SOURCE DOCUMENT:
+--
Lintcode: Backpack I,II,III,IV,V


https://zhengyang2015.gitbooks.io/lintcode/backpack_i_92.html
Given n items with size Ai, an integer m denotes the size of a backpack. How full you can fill this backpack?
Notice
You can not divide any item into small pieces.
Example
If we have 4 items with size [2, 3, 5, 7], the backpack size is 11, we can select [2, 3, 5], so that the max size we can fill this backpack is 10. If the backpack size is 12. we can select [2, 3, 7] so that we can fulfill the backpack.
You function should return the max size we can fill in the given backpack.
Challenge
O(n x m) time and O(m) memory.
O(n x m) memory is also acceptable if you do not know how to optimize memory.
https://www.cnblogs.com/lz87/p/6928227.html
State: T[i][j]: the max size we can get out of the first i items when the backpack size is j. 
Function: T[i][j] = Math.max(T[i - 1][j], T[i - 1][j - A[i - 1]] + A[i - 1]), if j >= A[i - 1];
               T[i][j] = T[i - 1][j], if j < A[i - 1].
+--
ENTRIES PROVIDED:
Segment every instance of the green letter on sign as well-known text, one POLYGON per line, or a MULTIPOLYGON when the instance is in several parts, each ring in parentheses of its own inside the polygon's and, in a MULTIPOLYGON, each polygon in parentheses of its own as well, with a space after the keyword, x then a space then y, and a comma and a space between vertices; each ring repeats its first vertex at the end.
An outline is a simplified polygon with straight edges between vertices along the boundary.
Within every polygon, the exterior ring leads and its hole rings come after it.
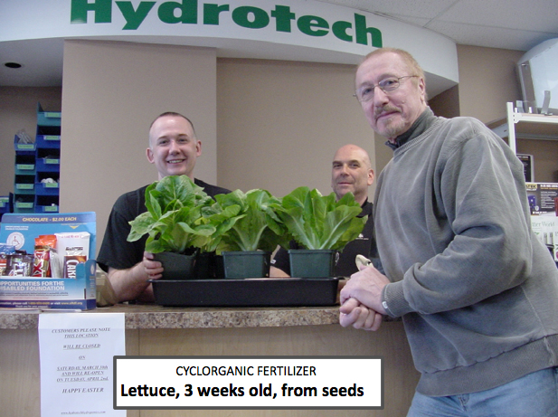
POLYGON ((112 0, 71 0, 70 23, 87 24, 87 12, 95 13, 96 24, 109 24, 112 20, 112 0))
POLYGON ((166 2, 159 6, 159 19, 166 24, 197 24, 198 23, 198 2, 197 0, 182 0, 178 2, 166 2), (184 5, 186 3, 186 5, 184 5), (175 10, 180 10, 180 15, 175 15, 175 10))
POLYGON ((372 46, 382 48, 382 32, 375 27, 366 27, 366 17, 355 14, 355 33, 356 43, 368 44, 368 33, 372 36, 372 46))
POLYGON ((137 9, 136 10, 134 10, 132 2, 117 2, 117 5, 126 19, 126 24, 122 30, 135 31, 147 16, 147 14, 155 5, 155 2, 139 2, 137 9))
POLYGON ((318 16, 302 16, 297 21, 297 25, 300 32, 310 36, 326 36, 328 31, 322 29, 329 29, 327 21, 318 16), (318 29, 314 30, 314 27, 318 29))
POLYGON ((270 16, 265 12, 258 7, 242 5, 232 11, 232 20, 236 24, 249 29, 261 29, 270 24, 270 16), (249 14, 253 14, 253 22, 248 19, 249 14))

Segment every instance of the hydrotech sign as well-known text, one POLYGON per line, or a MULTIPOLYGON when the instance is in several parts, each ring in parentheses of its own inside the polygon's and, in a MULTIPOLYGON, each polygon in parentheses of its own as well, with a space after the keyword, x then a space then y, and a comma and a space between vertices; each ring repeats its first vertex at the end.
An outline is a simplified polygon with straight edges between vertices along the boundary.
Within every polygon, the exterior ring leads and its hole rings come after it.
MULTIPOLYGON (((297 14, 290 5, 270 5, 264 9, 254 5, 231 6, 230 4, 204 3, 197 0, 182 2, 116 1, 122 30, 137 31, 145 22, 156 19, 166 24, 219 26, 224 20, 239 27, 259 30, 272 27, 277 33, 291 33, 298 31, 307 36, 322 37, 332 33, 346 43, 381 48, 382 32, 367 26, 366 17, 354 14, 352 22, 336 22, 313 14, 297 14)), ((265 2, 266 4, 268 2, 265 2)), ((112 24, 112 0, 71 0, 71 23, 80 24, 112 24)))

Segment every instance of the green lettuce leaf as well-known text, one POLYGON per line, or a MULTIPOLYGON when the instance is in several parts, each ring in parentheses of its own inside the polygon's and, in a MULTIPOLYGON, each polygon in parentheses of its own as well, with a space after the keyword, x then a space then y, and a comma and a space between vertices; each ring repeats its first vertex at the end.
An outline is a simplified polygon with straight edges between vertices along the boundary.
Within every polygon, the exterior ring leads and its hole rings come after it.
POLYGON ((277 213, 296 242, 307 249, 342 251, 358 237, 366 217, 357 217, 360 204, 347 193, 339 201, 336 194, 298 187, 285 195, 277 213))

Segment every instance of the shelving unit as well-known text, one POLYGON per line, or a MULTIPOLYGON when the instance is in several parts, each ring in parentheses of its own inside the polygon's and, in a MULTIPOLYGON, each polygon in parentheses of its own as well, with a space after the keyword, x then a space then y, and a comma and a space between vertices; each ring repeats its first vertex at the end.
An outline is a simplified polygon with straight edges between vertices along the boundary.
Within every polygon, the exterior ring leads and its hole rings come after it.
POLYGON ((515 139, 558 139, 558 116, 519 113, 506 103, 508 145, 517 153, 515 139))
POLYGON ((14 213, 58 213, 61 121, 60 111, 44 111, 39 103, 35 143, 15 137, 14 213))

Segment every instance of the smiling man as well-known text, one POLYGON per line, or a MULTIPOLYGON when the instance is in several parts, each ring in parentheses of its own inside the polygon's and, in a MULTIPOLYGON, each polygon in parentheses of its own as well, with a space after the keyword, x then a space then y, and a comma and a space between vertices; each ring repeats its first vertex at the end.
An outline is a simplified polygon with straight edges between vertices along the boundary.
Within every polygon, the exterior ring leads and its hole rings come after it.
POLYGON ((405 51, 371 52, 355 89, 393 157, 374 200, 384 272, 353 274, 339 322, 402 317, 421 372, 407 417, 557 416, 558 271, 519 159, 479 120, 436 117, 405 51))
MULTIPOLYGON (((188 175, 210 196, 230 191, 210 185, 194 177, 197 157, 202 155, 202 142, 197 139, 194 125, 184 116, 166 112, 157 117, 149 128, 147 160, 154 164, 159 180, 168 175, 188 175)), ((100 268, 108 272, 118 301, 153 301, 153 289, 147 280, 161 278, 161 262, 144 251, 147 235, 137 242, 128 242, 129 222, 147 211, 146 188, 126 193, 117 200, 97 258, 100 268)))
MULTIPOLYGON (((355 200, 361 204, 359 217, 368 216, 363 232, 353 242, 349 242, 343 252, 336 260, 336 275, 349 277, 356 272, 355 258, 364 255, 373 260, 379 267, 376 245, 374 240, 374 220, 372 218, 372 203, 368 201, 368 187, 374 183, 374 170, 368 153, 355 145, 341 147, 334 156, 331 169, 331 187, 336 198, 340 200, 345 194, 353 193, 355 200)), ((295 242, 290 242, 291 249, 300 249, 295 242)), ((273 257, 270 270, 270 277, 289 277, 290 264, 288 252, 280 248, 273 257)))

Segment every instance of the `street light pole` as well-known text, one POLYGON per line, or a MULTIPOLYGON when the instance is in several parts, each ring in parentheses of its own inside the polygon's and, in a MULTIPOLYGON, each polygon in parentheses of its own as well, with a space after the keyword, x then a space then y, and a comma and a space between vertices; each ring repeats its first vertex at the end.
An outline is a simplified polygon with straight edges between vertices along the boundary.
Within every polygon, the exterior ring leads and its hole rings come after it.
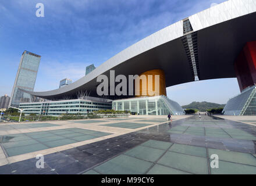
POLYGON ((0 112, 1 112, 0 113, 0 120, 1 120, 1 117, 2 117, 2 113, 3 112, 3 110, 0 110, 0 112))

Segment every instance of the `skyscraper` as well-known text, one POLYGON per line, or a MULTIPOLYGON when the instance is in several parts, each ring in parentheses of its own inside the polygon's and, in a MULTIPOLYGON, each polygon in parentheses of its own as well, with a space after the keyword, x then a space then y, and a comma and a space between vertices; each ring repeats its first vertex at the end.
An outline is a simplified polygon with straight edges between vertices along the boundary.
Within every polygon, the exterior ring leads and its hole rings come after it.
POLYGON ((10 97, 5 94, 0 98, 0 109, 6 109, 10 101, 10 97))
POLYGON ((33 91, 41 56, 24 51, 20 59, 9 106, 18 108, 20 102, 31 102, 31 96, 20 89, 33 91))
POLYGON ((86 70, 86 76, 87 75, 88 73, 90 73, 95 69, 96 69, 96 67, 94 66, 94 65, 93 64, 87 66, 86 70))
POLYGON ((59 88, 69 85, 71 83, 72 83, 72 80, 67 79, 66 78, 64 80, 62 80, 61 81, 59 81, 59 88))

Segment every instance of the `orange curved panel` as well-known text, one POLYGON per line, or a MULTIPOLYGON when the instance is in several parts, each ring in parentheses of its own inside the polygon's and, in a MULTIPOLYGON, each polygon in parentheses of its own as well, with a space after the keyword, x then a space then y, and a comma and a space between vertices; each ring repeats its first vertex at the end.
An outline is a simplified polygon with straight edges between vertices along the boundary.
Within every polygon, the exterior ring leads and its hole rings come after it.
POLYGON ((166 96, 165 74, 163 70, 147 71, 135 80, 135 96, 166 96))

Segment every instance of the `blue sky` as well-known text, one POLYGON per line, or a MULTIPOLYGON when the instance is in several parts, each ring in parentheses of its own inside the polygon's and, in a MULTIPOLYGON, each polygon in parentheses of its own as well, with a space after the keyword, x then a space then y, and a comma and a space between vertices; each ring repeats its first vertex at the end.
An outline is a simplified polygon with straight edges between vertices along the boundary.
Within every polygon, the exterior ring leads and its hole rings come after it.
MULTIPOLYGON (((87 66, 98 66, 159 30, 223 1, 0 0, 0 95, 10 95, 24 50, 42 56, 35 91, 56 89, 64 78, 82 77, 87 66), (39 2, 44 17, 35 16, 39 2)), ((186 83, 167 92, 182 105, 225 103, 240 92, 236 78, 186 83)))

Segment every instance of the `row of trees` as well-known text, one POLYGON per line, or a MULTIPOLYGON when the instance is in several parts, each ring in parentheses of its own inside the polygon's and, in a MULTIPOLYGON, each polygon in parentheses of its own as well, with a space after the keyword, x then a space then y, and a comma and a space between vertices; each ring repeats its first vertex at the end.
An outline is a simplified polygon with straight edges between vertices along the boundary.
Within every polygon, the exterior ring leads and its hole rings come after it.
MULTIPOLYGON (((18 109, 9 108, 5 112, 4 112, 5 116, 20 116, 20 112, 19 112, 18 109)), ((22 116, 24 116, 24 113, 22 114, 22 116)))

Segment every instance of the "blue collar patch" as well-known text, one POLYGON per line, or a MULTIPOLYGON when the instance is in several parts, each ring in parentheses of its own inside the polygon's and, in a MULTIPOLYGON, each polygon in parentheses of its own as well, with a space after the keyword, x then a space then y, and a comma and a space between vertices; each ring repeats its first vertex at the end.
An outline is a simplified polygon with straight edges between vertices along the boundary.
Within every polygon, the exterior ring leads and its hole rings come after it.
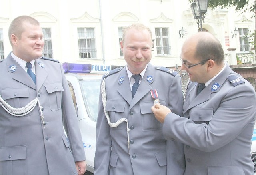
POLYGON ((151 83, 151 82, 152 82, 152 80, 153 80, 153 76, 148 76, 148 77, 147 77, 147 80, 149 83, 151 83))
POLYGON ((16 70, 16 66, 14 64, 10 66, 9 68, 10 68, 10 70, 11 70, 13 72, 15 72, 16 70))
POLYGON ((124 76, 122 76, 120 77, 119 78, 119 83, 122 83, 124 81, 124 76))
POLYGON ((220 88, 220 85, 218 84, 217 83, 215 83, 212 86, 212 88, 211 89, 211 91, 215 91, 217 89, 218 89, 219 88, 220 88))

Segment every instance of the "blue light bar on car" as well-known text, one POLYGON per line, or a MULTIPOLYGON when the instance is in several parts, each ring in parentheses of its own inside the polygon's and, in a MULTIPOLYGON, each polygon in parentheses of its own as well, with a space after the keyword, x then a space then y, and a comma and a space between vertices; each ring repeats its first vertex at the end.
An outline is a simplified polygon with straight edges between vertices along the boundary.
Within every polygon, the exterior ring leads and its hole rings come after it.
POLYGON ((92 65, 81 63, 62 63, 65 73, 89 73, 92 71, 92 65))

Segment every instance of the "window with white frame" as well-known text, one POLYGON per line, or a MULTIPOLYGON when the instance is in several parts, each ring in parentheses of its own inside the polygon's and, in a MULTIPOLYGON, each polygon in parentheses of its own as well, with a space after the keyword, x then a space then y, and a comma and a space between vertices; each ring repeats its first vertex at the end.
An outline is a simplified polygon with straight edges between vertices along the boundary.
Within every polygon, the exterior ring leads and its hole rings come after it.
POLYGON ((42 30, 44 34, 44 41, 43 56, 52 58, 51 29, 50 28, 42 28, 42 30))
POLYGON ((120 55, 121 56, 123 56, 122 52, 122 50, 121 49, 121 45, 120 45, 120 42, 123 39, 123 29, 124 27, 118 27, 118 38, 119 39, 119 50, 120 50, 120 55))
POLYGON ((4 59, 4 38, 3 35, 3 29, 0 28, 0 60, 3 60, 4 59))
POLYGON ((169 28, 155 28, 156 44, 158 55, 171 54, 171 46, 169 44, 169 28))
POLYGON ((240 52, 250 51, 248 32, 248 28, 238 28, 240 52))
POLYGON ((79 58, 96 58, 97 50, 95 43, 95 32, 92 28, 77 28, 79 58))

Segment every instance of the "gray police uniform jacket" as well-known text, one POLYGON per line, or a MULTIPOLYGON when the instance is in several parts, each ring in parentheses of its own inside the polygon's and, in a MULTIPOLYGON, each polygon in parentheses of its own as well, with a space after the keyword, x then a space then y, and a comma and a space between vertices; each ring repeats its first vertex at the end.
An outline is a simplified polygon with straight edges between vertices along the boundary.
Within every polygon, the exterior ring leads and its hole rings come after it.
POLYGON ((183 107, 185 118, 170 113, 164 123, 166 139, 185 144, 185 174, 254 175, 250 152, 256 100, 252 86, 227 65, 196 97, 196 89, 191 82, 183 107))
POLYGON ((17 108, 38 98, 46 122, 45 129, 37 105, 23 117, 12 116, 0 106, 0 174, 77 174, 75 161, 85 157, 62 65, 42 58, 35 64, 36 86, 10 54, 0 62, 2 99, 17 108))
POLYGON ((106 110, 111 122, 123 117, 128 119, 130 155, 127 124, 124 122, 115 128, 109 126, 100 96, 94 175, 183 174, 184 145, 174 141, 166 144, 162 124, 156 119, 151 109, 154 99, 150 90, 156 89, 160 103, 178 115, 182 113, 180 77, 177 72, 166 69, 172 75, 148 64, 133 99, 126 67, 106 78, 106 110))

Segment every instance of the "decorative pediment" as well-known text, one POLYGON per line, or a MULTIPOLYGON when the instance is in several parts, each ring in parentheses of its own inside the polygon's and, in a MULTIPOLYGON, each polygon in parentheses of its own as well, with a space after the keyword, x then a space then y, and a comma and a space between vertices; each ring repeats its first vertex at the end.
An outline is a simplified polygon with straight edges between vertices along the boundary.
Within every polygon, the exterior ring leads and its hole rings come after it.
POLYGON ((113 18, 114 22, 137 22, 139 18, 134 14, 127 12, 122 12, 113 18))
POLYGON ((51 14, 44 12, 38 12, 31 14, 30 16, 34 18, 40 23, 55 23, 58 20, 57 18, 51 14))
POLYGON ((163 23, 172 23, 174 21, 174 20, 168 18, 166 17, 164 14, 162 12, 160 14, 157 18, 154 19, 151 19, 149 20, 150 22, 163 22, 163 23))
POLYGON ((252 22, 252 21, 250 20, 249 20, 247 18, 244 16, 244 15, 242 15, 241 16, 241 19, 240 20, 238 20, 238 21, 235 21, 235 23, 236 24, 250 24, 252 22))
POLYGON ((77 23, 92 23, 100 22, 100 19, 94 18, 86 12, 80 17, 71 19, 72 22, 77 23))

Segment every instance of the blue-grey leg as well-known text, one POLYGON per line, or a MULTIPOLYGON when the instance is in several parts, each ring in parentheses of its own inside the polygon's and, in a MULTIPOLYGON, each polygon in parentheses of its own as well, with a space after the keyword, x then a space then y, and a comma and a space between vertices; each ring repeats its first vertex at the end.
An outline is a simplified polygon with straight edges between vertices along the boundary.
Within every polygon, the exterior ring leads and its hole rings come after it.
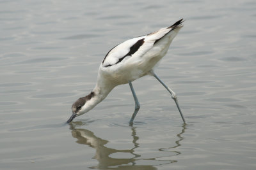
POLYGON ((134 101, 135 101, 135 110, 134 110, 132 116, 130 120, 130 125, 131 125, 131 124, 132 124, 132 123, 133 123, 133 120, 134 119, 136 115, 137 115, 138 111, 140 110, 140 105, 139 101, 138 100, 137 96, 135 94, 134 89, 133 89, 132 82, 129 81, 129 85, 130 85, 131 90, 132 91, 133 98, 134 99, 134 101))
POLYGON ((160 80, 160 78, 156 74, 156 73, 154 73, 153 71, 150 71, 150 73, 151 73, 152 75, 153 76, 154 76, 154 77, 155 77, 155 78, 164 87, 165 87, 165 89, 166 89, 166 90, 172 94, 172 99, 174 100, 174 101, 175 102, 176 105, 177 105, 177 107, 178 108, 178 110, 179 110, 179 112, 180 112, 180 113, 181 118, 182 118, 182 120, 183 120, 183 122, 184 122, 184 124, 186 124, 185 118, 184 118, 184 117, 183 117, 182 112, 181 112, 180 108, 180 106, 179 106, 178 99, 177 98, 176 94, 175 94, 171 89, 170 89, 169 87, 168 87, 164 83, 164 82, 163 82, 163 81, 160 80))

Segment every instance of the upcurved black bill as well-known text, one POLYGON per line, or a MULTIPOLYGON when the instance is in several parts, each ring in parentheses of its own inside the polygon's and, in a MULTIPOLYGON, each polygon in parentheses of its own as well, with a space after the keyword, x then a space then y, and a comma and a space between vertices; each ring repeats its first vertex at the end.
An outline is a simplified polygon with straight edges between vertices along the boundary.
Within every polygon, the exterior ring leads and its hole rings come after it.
+--
OBJECTIVE 1:
List every one-word section heading that appears on its own line in the backpack problem text.
OBJECTIVE 2:
Answer from the backpack problem text:
(a) With a backpack size of 11, what is the max size that can be filled?
(b) What time and memory does the challenge ask for?
(c) What does T[i][j] stand for in the state definition?
OBJECTIVE 3:
Duplicate everything in the backpack problem text from "Lintcode: Backpack I,II,III,IV,V" down to "fill this backpack?".

EXERCISE OUTPUT 1:
Notice
Example
Challenge

EXERCISE OUTPUT 2:
(a) 10
(b) O(n x m) time and O(m) memory
(c) The max size that can be gotten out of the first i items when the backpack size is j

EXERCISE OUTPUT 3:
Lintcode: Backpack I,II,III,IV,V


https://zhengyang2015.gitbooks.io/lintcode/backpack_i_92.html
Given n items with size Ai, an integer m denotes the size of a backpack. How full you can fill this backpack?